● **Listed entries**:

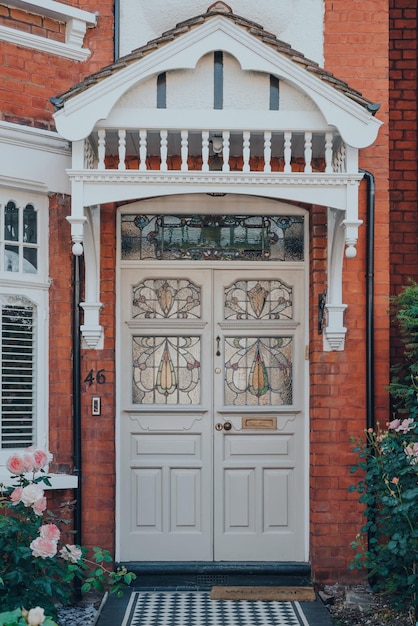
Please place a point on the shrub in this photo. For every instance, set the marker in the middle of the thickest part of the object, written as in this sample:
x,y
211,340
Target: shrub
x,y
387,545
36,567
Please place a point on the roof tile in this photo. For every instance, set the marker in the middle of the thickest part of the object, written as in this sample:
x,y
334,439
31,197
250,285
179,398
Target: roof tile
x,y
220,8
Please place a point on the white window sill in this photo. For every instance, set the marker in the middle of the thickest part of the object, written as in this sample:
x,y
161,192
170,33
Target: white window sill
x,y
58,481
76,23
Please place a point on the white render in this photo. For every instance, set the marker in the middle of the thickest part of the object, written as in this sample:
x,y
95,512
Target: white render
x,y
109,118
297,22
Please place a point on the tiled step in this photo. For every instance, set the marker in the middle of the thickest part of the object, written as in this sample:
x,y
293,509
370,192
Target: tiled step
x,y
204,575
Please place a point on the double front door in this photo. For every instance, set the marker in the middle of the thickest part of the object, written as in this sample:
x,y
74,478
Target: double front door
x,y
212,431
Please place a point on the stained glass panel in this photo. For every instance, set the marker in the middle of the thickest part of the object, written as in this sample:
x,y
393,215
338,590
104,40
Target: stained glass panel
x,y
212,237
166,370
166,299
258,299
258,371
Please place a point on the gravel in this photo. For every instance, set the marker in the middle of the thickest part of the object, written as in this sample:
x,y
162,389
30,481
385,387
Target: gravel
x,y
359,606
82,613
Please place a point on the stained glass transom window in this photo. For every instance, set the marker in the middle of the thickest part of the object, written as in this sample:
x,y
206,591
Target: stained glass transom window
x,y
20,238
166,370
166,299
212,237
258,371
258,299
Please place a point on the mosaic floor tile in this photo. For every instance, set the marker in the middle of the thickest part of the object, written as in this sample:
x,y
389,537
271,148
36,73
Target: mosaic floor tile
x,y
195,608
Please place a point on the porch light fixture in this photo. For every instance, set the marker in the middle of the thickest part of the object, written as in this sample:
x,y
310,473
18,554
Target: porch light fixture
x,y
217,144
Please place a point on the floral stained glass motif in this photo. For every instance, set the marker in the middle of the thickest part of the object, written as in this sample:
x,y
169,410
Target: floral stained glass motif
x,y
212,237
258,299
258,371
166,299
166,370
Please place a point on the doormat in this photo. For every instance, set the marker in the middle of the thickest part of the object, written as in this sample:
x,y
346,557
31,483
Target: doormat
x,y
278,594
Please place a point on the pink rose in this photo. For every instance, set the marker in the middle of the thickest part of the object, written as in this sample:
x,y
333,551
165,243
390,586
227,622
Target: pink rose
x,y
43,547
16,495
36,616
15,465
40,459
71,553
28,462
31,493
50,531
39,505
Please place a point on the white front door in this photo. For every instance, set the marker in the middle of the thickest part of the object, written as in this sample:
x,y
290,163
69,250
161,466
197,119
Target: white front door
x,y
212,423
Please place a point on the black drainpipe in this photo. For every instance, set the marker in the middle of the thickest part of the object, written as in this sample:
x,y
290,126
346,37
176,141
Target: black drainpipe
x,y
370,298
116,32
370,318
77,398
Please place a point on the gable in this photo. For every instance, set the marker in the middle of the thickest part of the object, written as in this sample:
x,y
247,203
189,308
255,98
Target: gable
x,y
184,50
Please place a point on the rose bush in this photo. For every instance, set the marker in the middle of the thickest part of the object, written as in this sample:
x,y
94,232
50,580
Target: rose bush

● **Problem description**: Your copy should be the entries retyped exactly, with no images in it.

● **Result of the exercise**:
Please place a point on the shrub in this photo. For every instance, set the marker in the middle of the thickest part of the object, written as in this sample:
x,y
211,340
Target: shrub
x,y
387,545
36,567
Please place a point on the roof tile in this photo. For every instance, set the marker in the middle of the thickest part of the object, written as in this sample:
x,y
334,439
31,197
250,285
179,398
Target: roof tile
x,y
220,8
Please place a point on the white window sill in this photo. For every instance, set the marker in the middle of the thickest part of the object, written as in this sample:
x,y
161,192
170,33
Target: white window sill
x,y
58,481
76,23
Please place a point on the white render in this photo. For every instance, set the marker in the middle of the thickest part of the object, written as in this sample:
x,y
95,512
Target: white render
x,y
109,118
297,22
Please place a point on the tiled step in this photo. For every instance, set the marker in the middle of the thickest part of the object, written as in this sample:
x,y
293,509
370,192
Target: tiled step
x,y
204,575
Please place a point on the double front door in this photo. For every instance, set the marker in the middle of the thickest part of the object, written as in this sample:
x,y
74,478
Target: double front door
x,y
212,431
Please place a point on the stained glass panel in this photo. For every instance, set the marker in the middle of the thickest part of the object, written as in this sample:
x,y
393,215
338,590
104,40
Target: stained glass panel
x,y
212,237
166,370
166,299
258,299
258,371
Please place a point on the gravel in this photo. For every instance, set the marker in the middle of the thickest part of the object, written as in this sample:
x,y
162,389
30,481
385,387
Target: gravel
x,y
359,606
82,613
Please place a point on the stained glass transom window in this photo. For every instance, set the marker in the middle of the thickest part of the object, written as in this sample:
x,y
206,591
Target: stained glass transom window
x,y
20,238
166,370
166,299
212,237
258,371
258,299
Please place a point on the mosaic floor tile in this photo. For every instance, set the marker in the middle of the thickest part of the object, written as in this sample:
x,y
389,537
271,148
36,73
Target: mosaic floor tile
x,y
195,608
Please place a point on the porch light fixture in this photo. For every instance, set the marker in the middle of the thickest part of the object, written as in this sample:
x,y
310,473
18,554
Target: porch light fixture
x,y
217,144
Please place a point on the floral stained glass motif in this photo. For every instance, set the marker in the middle of the thickest part of the object, written as in this sample:
x,y
169,410
Target: floral stained glass motif
x,y
212,237
258,299
258,371
166,299
166,370
Please place a point on the doormat in this photo. For every instance, set the marker in the middle of the thickest part of the object, written as in this sample:
x,y
346,557
31,483
Target: doormat
x,y
278,594
Please place a point on the pink rose in this photo. For every instance, set the marker in the middle of the thickest part of the object, written as in this sample:
x,y
333,551
165,243
390,586
227,622
Target: pink rose
x,y
43,547
16,495
36,616
15,465
40,459
71,553
28,462
31,493
50,531
39,505
Please place a point on the white front door in this photo. For every instance, set the marker in the middle of the thickest part of the object, written as in this sample:
x,y
290,163
69,250
161,466
197,119
Target: white front door
x,y
212,423
Please place a point on the black drainpipe in this photo. For every instance, set the marker in the middle of the thickest part of the object, written as in this sample:
x,y
290,126
346,37
176,141
Target: black drainpipe
x,y
370,298
116,32
370,318
77,398
Please place a point on the gable in this photo. For every instance, set the marker in the middle of the thickest part of the object, written as in this sample:
x,y
247,203
189,308
255,98
Target: gable
x,y
184,50
Please place a point on the rose bush in this photo. For every instance, set the marker in the middle of the thickest part of the object, written as in this sample:
x,y
94,232
50,580
Target: rose bush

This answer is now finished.